■ TASKS ■
A – Answer each question from the passage on the "Mission: Impossible" vault scene.
(i) How old was Cruise when he introduced Ethan Hunt?
(ii) In what location is the CIA vault that Hunt breaks into?
(iii) Who hosts the "Maltin on Movies" podcast?
B – From the passage on the "Mission: Impossible" vault scene, extract the text between "The 11-minute scene" and "control commands respect.", inclusive.

Tom Cruise performed wildly impressive stunts when he introduced his superspy Ethan Hunt in 1996’s “Mission: Impossible.”

Then 33 and one of the world’s biggest movie stars, Cruise had Hunt escape a restaurant’s exploding lobster tank and battle in the high-speed train finale.

Yet as “Mission: Impossible” turns 25 this month, the scene in director Brian De Palma’s thriller that continues to shock and awe is Cruise’s controlled aerial stunt as Hunt breaks into an impossibly secure CIA vault in Langley, Virginia.

The 11-minute scene — with Cruise floating from lines in the ceiling as Hunt avoids sound, touch and temperature monitors — turbo-boosted the $3.6 billion “Mission” franchise and set the blueprint for action films to come.

The instantly recognizable CIA heist remains the most iconic moment in a franchise that boasts an overabundance of spectacle.

“It’s the precision, the timing and the daring,” says film historian Leonard Maltin, host of the “Maltin on Movies” podcast. “Actors doing their own stunts is a Hollywood cliché that’s not literally true. But Tom Cruise wants you to know that’s him doing the stunt, and he throws down the gauntlet to other filmmakers and audiences.”

There was no hiding who was on the wires with close shots from three cameras on the austere set. No stuntman, but Cruise in a black, short-sleeved T-shirt. The body control commands respect.

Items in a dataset

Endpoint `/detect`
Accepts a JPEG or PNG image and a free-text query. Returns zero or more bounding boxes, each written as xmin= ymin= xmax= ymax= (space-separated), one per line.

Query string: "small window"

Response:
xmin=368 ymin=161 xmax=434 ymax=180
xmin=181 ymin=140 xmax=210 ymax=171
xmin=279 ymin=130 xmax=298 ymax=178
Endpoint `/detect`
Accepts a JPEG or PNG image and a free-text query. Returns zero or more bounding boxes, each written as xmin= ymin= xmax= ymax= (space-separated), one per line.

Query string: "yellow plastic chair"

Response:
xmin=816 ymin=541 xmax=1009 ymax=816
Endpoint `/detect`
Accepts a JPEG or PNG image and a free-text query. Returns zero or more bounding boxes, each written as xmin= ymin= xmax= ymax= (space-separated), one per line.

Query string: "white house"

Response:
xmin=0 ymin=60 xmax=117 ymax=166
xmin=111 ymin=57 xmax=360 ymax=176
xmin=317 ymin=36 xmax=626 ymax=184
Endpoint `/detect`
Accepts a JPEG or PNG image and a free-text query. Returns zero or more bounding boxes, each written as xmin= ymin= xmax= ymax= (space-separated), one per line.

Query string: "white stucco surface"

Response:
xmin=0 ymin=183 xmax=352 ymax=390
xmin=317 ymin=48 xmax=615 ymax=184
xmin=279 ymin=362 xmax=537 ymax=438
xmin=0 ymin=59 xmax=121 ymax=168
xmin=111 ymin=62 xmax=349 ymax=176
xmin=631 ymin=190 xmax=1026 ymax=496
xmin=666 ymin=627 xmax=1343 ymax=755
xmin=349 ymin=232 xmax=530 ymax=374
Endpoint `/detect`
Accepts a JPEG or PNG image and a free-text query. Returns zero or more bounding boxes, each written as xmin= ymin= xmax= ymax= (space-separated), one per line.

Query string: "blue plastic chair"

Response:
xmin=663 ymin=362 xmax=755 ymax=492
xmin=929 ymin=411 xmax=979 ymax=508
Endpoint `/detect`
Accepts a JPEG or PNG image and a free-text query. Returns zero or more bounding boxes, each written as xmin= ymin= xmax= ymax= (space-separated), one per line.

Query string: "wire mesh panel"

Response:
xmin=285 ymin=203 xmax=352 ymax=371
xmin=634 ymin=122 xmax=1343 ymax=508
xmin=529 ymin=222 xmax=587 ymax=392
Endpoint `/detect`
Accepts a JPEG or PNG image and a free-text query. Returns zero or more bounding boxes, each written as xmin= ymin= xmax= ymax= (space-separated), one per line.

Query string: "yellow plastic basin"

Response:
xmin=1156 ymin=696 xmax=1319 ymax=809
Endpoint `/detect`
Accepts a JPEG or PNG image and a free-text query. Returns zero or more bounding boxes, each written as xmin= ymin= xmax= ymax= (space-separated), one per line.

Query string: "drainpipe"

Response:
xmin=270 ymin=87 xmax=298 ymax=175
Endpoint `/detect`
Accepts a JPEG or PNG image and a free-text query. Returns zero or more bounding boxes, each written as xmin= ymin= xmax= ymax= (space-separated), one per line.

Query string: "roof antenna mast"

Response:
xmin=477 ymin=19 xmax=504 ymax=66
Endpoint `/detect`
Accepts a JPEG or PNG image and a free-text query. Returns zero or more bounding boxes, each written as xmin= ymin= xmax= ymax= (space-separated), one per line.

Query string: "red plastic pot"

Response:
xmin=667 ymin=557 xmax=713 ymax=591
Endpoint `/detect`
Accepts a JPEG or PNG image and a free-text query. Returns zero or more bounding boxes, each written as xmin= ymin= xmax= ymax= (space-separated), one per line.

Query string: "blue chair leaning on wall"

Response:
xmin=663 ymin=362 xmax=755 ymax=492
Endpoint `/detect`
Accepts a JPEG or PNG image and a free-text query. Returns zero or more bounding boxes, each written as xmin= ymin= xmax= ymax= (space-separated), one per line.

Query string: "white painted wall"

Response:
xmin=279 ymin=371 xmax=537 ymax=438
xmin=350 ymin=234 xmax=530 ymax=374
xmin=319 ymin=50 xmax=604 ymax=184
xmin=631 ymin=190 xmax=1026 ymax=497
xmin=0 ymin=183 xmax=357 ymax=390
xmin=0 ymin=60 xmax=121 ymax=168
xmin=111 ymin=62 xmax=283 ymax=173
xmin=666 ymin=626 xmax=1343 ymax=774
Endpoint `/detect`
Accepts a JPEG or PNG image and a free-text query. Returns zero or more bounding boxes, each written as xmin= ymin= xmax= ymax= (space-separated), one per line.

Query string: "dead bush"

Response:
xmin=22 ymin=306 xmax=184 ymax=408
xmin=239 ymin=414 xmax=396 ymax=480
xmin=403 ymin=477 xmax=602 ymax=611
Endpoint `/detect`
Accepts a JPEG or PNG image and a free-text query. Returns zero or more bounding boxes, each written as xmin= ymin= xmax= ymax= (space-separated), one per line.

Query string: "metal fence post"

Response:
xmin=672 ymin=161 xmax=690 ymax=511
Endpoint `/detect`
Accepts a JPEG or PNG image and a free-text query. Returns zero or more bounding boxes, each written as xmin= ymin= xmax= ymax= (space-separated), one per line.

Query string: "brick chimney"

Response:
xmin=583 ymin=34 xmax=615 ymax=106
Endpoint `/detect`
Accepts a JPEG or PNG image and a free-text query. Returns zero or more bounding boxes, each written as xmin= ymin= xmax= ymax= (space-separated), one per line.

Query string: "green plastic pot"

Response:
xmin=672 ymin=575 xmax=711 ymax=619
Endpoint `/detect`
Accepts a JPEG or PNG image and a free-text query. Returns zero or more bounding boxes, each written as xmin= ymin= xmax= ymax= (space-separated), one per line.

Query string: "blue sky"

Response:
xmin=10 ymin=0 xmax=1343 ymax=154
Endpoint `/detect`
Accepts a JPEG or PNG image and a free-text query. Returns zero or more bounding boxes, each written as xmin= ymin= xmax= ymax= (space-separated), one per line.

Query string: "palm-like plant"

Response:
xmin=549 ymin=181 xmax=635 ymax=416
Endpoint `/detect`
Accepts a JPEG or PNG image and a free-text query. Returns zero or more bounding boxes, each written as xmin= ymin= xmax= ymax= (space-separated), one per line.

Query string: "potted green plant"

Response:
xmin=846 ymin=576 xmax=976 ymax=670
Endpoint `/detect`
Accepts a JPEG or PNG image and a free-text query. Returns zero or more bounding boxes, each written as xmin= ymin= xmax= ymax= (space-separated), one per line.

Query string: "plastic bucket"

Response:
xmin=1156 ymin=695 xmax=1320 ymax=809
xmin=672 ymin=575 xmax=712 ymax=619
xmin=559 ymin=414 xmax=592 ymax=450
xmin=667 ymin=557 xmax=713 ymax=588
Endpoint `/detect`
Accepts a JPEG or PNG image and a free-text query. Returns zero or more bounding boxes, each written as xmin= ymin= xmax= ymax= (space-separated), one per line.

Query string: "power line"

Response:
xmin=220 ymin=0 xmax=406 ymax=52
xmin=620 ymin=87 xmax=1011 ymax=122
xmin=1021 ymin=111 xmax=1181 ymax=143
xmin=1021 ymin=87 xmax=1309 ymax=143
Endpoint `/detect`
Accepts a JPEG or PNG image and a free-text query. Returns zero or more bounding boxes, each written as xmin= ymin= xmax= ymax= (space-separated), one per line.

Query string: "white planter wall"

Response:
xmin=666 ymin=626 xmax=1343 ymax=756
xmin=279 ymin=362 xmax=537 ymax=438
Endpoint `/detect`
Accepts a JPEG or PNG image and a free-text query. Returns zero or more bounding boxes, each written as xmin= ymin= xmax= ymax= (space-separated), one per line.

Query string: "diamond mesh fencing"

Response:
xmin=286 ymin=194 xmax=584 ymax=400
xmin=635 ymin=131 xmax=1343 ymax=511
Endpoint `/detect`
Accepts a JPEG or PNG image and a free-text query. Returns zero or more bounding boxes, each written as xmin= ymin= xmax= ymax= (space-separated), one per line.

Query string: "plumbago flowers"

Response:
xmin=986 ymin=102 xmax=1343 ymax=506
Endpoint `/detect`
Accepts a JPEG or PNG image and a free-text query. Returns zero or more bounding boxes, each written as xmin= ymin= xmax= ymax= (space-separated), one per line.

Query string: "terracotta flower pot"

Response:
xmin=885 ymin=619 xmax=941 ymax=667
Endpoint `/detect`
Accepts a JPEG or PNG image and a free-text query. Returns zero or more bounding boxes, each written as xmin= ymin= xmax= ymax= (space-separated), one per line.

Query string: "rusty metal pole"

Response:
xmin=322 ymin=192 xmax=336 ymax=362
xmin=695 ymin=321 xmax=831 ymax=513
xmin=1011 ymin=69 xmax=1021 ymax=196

■ ANSWERS FOR THE EXERCISE ■
A –
(i) 33
(ii) Langley, Virginia
(iii) Leonard Maltin

B –
The 11-minute scene — with Cruise floating from lines in the ceiling as Hunt avoids sound, touch and temperature monitors — turbo-boosted the $3.6 billion “Mission” franchise and set the blueprint for action films to come.

The instantly recognizable CIA heist remains the most iconic moment in a franchise that boasts an overabundance of spectacle.

“It’s the precision, the timing and the daring,” says film historian Leonard Maltin, host of the “Maltin on Movies” podcast. “Actors doing their own stunts is a Hollywood cliché that’s not literally true. But Tom Cruise wants you to know that’s him doing the stunt, and he throws down the gauntlet to other filmmakers and audiences.”

There was no hiding who was on the wires with close shots from three cameras on the austere set. No stuntman, but Cruise in a black, short-sleeved T-shirt. The body control commands respect.